### Task description
Which lines in the entries below contain the word "surface"? Copy out each of them, treating uppercase and lowercase as different.

### Data excerpts
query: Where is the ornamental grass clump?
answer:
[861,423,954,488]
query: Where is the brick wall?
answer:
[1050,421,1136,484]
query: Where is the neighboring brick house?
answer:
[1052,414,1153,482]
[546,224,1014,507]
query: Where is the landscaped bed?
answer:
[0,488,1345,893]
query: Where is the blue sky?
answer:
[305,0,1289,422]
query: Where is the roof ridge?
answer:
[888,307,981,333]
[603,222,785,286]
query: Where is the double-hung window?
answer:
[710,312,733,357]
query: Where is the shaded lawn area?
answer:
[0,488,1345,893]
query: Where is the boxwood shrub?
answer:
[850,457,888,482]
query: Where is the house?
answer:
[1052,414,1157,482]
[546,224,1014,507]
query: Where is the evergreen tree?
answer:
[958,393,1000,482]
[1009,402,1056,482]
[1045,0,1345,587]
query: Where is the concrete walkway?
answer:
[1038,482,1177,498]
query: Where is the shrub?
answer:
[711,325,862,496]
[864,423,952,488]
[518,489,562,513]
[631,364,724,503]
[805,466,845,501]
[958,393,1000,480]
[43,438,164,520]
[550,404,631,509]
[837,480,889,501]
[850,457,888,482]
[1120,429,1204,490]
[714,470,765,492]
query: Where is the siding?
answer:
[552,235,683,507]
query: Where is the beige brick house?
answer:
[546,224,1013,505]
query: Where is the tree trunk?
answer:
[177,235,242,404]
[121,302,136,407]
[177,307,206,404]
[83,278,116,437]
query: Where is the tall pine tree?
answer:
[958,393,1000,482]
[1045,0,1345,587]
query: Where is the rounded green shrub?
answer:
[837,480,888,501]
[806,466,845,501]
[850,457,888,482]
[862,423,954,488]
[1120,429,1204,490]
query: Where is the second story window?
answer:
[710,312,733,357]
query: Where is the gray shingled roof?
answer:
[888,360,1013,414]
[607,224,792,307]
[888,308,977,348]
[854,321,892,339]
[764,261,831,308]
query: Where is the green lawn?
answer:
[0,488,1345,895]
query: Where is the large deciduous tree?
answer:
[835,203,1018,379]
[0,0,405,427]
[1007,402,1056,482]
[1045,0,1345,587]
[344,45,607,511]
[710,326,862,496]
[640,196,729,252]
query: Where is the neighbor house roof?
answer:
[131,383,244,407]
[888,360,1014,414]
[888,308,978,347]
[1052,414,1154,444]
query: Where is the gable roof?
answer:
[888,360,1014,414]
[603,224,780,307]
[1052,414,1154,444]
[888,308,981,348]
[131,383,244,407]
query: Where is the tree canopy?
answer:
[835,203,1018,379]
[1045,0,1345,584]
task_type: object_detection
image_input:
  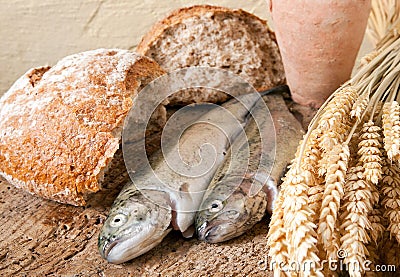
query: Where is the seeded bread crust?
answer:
[136,5,285,105]
[0,49,166,206]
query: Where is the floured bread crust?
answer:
[0,49,166,205]
[137,5,285,105]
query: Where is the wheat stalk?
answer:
[340,166,379,276]
[381,158,400,243]
[268,6,400,276]
[317,144,350,259]
[382,101,400,162]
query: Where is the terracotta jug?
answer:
[269,0,371,107]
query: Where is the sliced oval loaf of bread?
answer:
[136,5,285,105]
[0,49,166,205]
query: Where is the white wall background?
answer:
[0,0,268,95]
[0,0,369,96]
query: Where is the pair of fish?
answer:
[99,85,297,263]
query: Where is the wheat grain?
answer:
[340,166,376,276]
[381,158,400,243]
[283,167,323,276]
[358,120,382,185]
[318,144,350,259]
[382,101,400,162]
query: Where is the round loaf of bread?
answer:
[0,49,166,205]
[136,5,285,105]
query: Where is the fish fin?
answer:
[179,183,192,200]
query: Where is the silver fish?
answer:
[195,91,304,240]
[98,93,270,263]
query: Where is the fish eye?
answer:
[227,210,240,219]
[110,214,128,227]
[208,200,224,213]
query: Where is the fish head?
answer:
[196,178,267,243]
[98,190,172,264]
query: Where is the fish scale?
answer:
[98,87,290,263]
[196,92,304,243]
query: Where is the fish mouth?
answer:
[197,222,236,243]
[100,240,120,260]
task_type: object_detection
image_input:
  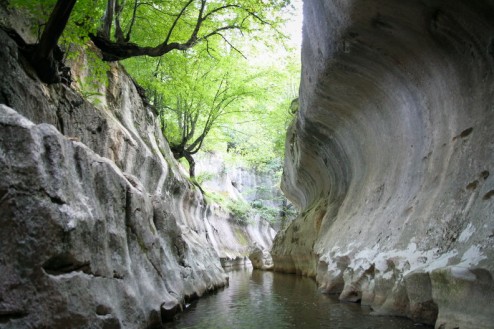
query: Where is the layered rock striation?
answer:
[272,0,494,328]
[0,24,273,328]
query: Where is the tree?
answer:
[11,0,290,82]
[150,53,256,179]
[30,0,77,83]
[90,0,290,61]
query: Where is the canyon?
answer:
[0,0,494,329]
[272,0,494,329]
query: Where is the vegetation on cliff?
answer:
[8,0,300,226]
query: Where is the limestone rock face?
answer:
[272,0,494,328]
[0,26,273,328]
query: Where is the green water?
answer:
[167,269,429,329]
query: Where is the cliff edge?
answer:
[272,0,494,329]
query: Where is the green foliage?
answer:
[206,192,253,224]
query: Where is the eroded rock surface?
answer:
[0,24,272,328]
[272,0,494,329]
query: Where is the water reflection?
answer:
[170,269,426,329]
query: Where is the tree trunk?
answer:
[98,0,115,40]
[184,152,196,179]
[31,0,77,83]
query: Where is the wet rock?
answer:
[272,0,494,328]
[0,21,272,329]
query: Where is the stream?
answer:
[167,268,430,329]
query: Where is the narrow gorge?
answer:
[0,0,494,329]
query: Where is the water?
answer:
[169,269,428,329]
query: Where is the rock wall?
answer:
[272,0,494,329]
[0,19,272,328]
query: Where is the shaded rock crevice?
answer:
[0,19,273,328]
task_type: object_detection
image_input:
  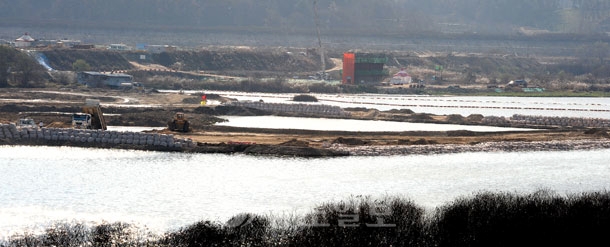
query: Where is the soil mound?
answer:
[333,137,370,145]
[585,128,610,138]
[280,139,309,147]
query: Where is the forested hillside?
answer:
[0,0,610,34]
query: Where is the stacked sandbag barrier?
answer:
[0,124,197,150]
[481,114,610,128]
[230,102,350,117]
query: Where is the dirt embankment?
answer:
[0,89,609,156]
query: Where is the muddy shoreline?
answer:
[0,89,610,157]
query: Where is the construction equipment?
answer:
[72,99,107,130]
[167,112,190,132]
[72,113,91,129]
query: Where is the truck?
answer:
[72,99,107,130]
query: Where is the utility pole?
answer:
[313,0,326,80]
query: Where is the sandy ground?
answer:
[0,89,607,147]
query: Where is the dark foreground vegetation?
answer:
[0,191,610,247]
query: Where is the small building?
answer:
[77,71,133,89]
[108,44,131,51]
[342,53,390,84]
[145,45,176,53]
[390,69,413,85]
[15,33,36,48]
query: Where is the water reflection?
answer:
[0,146,610,236]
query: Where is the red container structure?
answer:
[341,53,356,84]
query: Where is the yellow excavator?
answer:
[167,112,190,132]
[72,99,107,130]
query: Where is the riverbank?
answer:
[0,191,610,247]
[0,124,610,157]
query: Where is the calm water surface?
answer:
[0,146,610,237]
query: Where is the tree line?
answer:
[0,0,610,33]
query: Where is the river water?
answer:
[0,146,610,239]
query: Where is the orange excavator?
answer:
[167,112,190,132]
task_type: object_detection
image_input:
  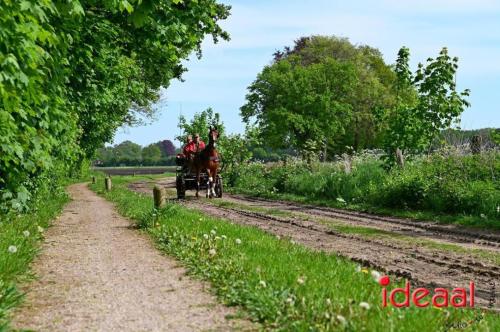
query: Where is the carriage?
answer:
[175,156,222,199]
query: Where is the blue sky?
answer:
[113,0,500,145]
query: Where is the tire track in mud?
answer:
[225,195,500,252]
[129,180,500,311]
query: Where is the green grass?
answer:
[0,183,69,331]
[91,177,500,331]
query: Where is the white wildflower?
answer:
[359,302,370,310]
[337,315,347,324]
[371,270,382,282]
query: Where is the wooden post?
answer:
[470,135,483,154]
[104,177,111,191]
[396,148,405,168]
[153,186,165,209]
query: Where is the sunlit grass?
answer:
[91,177,500,331]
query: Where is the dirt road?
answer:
[130,178,500,310]
[14,184,249,331]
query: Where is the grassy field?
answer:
[0,183,69,331]
[91,177,500,331]
[225,151,500,231]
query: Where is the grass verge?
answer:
[91,177,500,331]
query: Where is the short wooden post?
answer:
[153,186,165,209]
[396,148,405,168]
[104,177,111,191]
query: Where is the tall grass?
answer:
[228,151,500,229]
[0,186,68,331]
[91,177,500,331]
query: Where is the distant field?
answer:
[93,166,175,175]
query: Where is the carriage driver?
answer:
[183,134,205,160]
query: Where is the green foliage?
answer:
[142,144,161,164]
[92,178,498,331]
[241,36,395,158]
[175,107,225,143]
[385,47,469,157]
[0,0,229,211]
[0,179,68,331]
[227,151,500,229]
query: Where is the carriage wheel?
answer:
[175,175,186,199]
[215,176,223,198]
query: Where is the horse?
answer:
[193,127,220,198]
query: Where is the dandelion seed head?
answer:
[337,315,347,325]
[359,302,370,310]
[371,270,382,282]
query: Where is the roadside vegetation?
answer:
[0,179,75,331]
[91,177,500,331]
[226,150,500,230]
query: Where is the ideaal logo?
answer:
[379,276,475,308]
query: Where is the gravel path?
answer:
[14,184,250,331]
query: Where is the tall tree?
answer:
[241,36,395,158]
[0,0,229,210]
[175,107,225,142]
[156,139,179,158]
[142,144,161,165]
[385,47,469,157]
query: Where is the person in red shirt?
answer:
[183,134,205,159]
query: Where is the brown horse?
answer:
[193,127,219,198]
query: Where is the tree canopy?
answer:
[241,36,395,158]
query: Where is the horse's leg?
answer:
[207,168,212,198]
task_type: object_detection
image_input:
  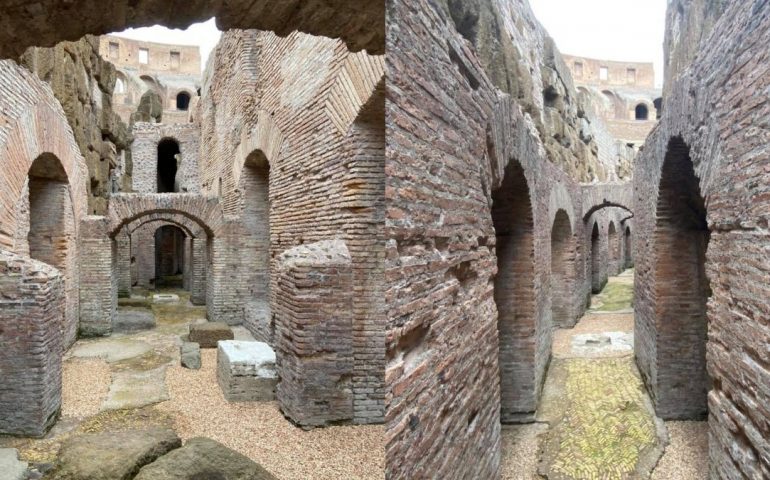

### Correct result
query: Where is the eroded rock surface?
query: Where is the calm water surface?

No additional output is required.